Excerpts of location labeling data =
Start

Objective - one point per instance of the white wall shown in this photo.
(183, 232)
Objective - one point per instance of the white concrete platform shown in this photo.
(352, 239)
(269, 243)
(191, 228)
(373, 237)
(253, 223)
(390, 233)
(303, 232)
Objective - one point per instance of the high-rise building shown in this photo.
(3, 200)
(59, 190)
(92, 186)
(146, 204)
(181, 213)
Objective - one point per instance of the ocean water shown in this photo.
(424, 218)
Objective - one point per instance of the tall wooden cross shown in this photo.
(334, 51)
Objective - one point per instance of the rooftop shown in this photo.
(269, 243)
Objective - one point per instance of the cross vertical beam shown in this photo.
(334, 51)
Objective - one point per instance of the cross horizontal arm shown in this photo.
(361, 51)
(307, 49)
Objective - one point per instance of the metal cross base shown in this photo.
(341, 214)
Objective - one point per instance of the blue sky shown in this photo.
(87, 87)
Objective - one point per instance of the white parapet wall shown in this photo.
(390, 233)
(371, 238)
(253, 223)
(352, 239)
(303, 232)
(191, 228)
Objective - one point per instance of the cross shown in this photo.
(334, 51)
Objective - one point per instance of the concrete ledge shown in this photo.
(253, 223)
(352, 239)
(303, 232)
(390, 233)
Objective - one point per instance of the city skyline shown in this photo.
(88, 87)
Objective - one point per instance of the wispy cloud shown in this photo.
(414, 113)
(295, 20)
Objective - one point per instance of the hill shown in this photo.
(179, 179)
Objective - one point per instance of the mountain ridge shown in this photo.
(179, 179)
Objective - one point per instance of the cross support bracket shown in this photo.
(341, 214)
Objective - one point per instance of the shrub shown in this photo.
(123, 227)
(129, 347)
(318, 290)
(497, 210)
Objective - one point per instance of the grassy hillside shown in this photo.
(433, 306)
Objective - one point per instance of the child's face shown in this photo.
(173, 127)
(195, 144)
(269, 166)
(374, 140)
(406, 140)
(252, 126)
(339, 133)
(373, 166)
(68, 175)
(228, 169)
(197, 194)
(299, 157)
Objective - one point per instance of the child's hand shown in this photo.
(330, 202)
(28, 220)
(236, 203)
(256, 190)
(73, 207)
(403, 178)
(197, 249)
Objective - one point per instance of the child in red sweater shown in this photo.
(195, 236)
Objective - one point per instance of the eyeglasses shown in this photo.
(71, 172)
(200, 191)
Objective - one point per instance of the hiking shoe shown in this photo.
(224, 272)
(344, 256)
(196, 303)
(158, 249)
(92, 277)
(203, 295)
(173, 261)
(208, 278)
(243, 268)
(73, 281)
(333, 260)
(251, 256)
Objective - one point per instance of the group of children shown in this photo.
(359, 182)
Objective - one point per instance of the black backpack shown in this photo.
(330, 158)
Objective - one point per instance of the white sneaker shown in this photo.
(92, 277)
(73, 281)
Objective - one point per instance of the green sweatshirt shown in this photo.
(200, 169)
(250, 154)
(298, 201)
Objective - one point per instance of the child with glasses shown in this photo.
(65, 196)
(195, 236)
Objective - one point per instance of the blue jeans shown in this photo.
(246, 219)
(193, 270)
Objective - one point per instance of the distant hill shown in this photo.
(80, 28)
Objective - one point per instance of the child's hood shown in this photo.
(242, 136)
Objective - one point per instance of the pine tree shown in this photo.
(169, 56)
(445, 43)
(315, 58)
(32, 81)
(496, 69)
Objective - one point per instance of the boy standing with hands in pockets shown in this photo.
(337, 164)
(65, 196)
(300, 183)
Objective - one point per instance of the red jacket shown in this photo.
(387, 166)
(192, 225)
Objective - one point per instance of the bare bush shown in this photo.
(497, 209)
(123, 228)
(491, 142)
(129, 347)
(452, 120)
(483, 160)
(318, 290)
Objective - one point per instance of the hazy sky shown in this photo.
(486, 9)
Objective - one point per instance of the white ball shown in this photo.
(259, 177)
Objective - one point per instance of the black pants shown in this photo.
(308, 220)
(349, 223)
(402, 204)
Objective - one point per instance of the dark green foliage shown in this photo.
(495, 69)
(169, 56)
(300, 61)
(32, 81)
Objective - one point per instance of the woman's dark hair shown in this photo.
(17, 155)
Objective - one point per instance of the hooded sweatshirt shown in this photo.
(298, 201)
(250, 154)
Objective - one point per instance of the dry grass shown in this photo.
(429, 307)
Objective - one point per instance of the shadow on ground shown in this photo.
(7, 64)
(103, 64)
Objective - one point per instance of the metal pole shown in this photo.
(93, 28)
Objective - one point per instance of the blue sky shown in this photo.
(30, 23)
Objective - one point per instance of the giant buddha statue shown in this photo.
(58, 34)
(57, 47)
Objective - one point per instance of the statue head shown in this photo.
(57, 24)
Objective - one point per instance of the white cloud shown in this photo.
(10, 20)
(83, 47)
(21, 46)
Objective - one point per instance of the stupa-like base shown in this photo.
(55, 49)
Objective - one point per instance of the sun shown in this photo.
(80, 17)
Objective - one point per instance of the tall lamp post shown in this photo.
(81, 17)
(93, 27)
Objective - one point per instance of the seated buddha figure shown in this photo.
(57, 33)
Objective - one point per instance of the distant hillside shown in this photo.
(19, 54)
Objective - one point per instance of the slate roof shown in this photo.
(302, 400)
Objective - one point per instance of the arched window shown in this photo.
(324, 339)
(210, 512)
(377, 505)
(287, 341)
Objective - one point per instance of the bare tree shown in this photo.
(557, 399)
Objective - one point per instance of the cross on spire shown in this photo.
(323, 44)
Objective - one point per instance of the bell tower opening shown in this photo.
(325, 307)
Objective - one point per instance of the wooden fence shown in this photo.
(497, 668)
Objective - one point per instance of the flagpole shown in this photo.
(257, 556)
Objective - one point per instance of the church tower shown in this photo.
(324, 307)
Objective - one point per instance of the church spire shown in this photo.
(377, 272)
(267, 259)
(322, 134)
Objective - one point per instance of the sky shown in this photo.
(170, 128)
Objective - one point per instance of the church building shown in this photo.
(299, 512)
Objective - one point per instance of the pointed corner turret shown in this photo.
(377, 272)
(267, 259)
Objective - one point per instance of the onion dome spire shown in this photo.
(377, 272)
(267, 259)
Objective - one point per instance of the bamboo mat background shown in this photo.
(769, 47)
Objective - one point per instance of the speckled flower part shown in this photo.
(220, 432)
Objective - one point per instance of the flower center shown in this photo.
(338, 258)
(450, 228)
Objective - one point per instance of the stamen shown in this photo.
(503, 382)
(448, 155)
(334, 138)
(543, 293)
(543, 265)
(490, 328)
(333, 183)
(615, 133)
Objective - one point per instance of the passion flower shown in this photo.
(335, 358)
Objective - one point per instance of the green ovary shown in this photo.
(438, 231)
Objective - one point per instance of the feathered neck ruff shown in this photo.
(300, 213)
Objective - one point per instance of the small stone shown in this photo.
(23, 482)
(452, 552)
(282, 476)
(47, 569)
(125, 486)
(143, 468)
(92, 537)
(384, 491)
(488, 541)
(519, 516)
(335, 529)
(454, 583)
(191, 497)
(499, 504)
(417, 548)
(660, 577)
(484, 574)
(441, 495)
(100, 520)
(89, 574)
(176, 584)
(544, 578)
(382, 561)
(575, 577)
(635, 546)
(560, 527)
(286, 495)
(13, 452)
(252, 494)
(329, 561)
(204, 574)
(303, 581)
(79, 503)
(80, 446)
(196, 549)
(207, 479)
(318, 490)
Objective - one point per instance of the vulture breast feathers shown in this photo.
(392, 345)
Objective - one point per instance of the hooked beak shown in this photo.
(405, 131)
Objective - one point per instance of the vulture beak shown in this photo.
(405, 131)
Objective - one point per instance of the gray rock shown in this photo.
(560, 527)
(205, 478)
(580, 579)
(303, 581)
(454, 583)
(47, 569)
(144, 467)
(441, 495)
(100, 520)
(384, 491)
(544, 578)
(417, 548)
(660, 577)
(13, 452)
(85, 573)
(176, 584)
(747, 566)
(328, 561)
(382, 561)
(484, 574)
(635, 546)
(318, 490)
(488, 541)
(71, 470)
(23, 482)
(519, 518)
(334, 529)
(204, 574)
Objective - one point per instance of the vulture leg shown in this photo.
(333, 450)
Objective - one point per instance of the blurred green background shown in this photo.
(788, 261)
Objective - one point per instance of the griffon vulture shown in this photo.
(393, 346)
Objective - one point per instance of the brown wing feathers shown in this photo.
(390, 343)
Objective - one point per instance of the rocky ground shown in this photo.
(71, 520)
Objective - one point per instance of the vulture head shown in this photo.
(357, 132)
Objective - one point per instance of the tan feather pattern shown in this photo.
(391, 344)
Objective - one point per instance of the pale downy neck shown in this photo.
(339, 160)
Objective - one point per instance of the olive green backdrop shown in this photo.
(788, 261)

End

Copy out, word for word, the part of the records above that opens with the line containing "Objective - one point per instance of the vulture head" and runs through the end of the records, including both ends.

Reply to the task =
Objective - one point per instance of the vulture head shown in this photo.
(357, 132)
Objective - one point per instance of the tan feather pattern shown in this photo.
(391, 344)
Objective - one point per instance of the pale downy neck shown in this photo.
(339, 160)
Objective - one point per instance of the olive green backdrop shown in this photo.
(788, 261)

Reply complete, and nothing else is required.